» EXERCISE SET:
a. Name every kind of organization that the last sentence of the president's letter says the organization is or must become.
b. Reproduce the passage of the president's letter from "In the recent" to "the highest ever.".

» EXTRACT TO READ:
==*==

September 2013 President's Letter: Moving towards the Association’s New Name

In the recent election, the members voted to accept the recommendation of the Board of Directors that we should change the name of our organization to “Society for Classical Studies”, with “Founded in 1869 as the American Philological Association” as a permanent subtitle.  In keeping with the truly remarkable dedication and commitment of our membership, 43% of our members voted in this election, at a time when other learned societies report that only 10-15% of their members typically vote in online elections and ballots.  This is the highest participation rate that our Executive Director, Adam Blistein, has seen in the fourteen years of his tenure, and it is probably the highest ever.

Jeffrey Henderson and I have both written to the membership on a number of occasions about this change, which we and the Board regard as an important part of our organization’s overall response to the changing environment we face as Classicists.  To non-specialists, Classical Studies is a more transparent and comprehensible description of what we do, and so is more accessible to the interested outsiders whom we aim to attract with the new website; Classical Studies is also a more all-embracing term for the range of skills and disciplines within our professional domain.  Our organization has successfully become an effective professional organization as well as a learned society, and now we must also become more inclusive and dynamic in our role as a service organization for all those with an interest in Classics.

==*==

» COLLECTED MATERIAL:
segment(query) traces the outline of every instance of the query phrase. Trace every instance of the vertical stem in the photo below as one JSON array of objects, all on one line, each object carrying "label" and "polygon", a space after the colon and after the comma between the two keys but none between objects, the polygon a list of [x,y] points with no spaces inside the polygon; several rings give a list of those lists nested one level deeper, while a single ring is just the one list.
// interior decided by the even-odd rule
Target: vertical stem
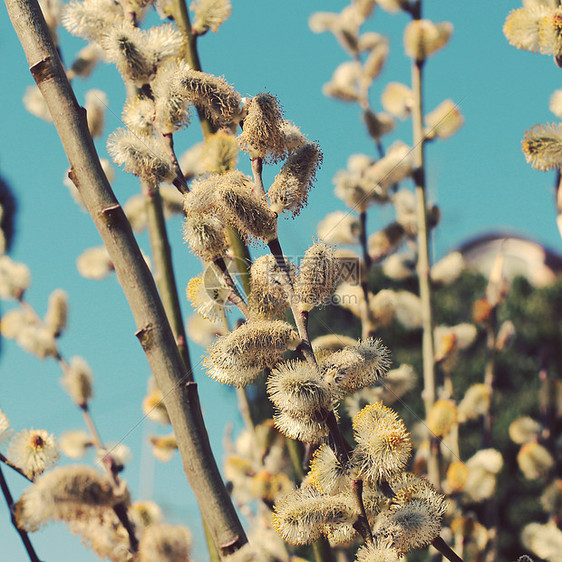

==*==

» ANSWERS TO THE PROBLEMS:
a.
- a professional organization
- a learned society
- a service organization

b.
In the recent election, the members voted to accept the recommendation of the Board of Directors that we should change the name of our organization to “Society for Classical Studies”, with “Founded in 1869 as the American Philological Association” as a permanent subtitle.  In keeping with the truly remarkable dedication and commitment of our membership, 43% of our members voted in this election, at a time when other learned societies report that only 10-15% of their members typically vote in online elections and ballots.  This is the highest participation rate that our Executive Director, Adam Blistein, has seen in the fourteen years of his tenure, and it is probably the highest ever.